## Travail attendu
Mettez à jour le passage du texte sur la paupérisation allant de « Eh bien, pardon » jusqu'à « vont en mourir. », en remplaçant « crise sanitaire » par « pandémie ».

## Extrait du texte
Qu'en est-il du côté de la paupérisation ?
Eh bien, pardon de dire, mais il ne faut pas confondre : paupérisation, fragilisation et morts certaines.
Oui, il y aura des nouveaux pauvres après cette crise sanitaire. C'est certain, personne ne le nie, même pas les pouvoirs publics.

Mais non, paupérisation n'est pas l'annonce prophétique que toutes les victimes de ce phénomène vont en mourir.
C'est même pire, car la pauvreté est un phénomène réversible.

La mort, elle, ne l'est pas.
Elle est non seulement réversible par nos actes de charité et de solidarité : ceux du quotidien, qui sont à notre portée, où l'on va directement s'enquérir aider son prochain (et les partisans du laisser-faire sont, me semble-t-il, assez silencieux sur ce terrain).
Mais la pauvreté peut être encore renversée par des politiques publiques.

Celles, en premier lieu, de soutien immédiat aux populations les plus fragiles (ce qui n'a rien de scandaleux, même d'un point de vue libéral, puisque l'Etat est responsable des mesures et de leur impact).
Et puis, ensuite, celles qui favoriseront la reprise de la machine économique (j'inclus dans l'expression "politiques publiques" le fait de baisser la fiscalité, les normes et j'en passe...).
Confondre sciemment la paupérisation avec l'annonce de morts à venir équivalents ou supérieurs à ceux du covid, cela relève au mieux d'une grande maladresse.

(Non pas que la corrélation n'existe pas, mais elle n'est pas établie)
Il en ressort donc que, soit la charge de la preuve n'appartient à personne, puisque rien n'est prouvé, soit qu'elle est sous la responsabilité des partisans du laisser-faire, puisque les morts sont immédiats.

## Données extraites
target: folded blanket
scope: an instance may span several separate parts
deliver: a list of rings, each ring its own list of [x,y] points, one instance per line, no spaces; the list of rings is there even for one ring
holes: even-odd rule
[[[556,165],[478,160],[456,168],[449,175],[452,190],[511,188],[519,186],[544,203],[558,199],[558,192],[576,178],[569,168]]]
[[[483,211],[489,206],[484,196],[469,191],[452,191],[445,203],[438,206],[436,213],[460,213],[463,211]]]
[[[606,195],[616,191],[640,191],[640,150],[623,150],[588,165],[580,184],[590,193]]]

## Voici la solution
Eh bien, pardon de dire, mais il ne faut pas confondre : paupérisation, fragilisation et morts certaines.
Oui, il y aura des nouveaux pauvres après cette pandémie. C'est certain, personne ne le nie, même pas les pouvoirs publics.

Mais non, paupérisation n'est pas l'annonce prophétique que toutes les victimes de ce phénomène vont en mourir.